17:23 PM, 11th March 2020
About 7 months ago

Reply to the comment left by Whiteskifreak Surrey at 11/03/2020 - 15:55
Nobody ever said the NHS would get £350m a week though, did they? The comment on the bus said it 'could be spent on the NHS' which is true. I've got a fiver in my pocket, I could buy you a beer, but I'm not going to. The point, well made, was that we, the UK, could choose where that money was spent. If you failed to comprehend the meaning, that says more about you than the leave campaign. Anyway, enough about Brexit, we've left.

Whiteskifreak Surrey

17:46 PM, 11th March 2020
About 7 months ago

Reply to the comment left by MasterG at 11/03/2020 - 17:23To be precise it said "Let's fund our NHS instead" . Even my local MP believes firmly in it and tried to convince me that Government is giving even more that that. One big LIE.https://waterfordwhispersnews.com/2018/04/10/where-are-they-now-the-brexit-bus/

Mike D

18:19 PM, 11th March 2020
About 7 months ago

Reply to the comment left by Whiteskifreak Surrey at 11/03/2020 - 15:55The bus said, Let's fund our NHS instead, it never said it would get ALL of the £350 million a week.....

## Given instruction 1
Reproduce word for word the part of the Brexit bus comment thread between "17:23 PM, 11th" and "Brexit, we've left.", inclusive.

## Record list
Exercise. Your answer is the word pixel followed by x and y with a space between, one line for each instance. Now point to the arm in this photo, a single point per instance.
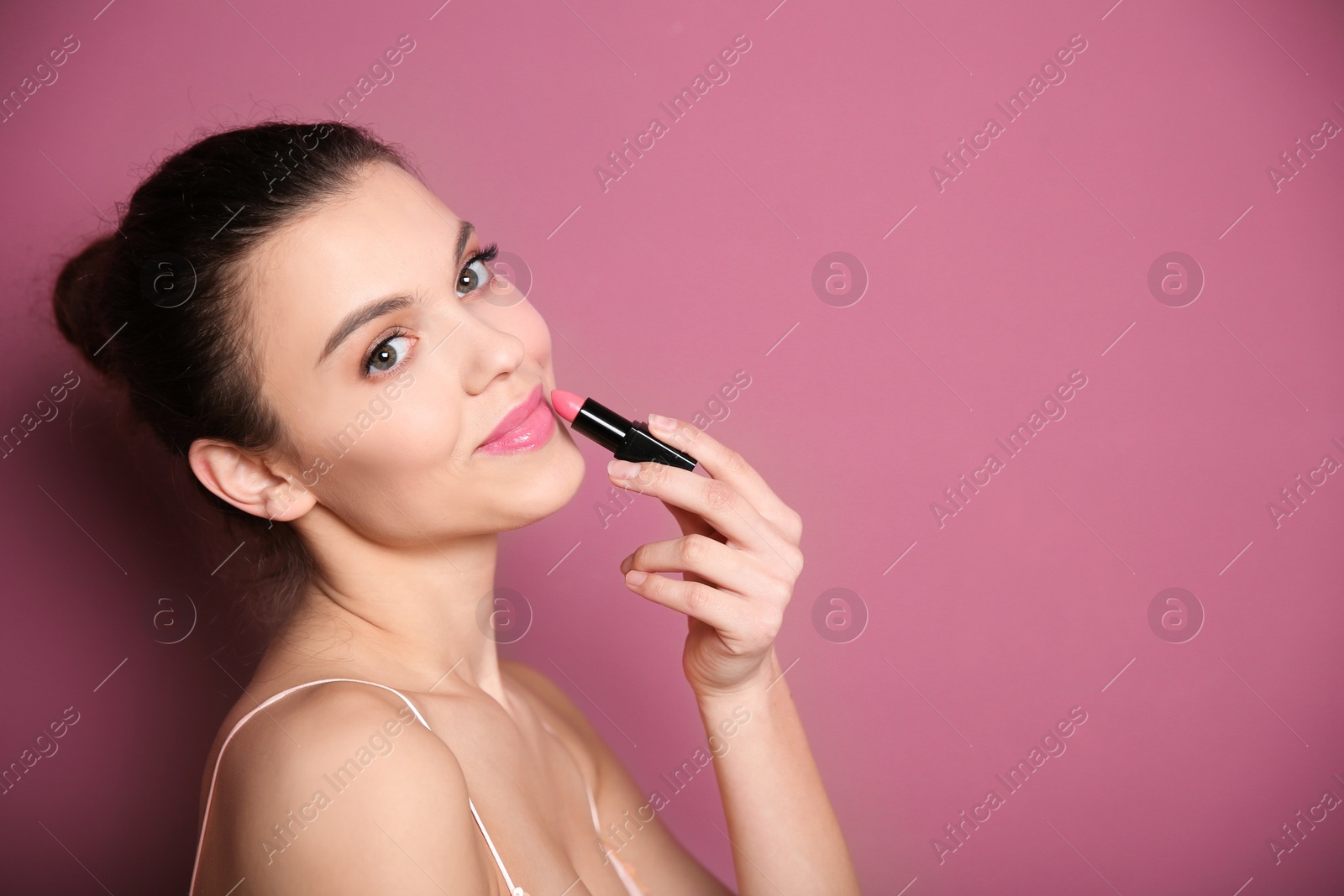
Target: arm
pixel 370 802
pixel 739 560
pixel 784 833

## Given instruction 2
Quote every line of the records above exactly, leaving the pictures out of your answer.

## Written answer 1
17:23 PM, 11th March 2020
About 7 months ago

Reply to the comment left by Whiteskifreak Surrey at 11/03/2020 - 15:55
Nobody ever said the NHS would get £350m a week though, did they? The comment on the bus said it 'could be spent on the NHS' which is true. I've got a fiver in my pocket, I could buy you a beer, but I'm not going to. The point, well made, was that we, the UK, could choose where that money was spent. If you failed to comprehend the meaning, that says more about you than the leave campaign. Anyway, enough about Brexit, we've left.

## Written answer 2
Exercise. Your answer is the word pixel followed by x and y with a space between, one line for each instance. Now point to the arm in this photo, a single point per instance.
Target: arm
pixel 370 802
pixel 739 560
pixel 784 833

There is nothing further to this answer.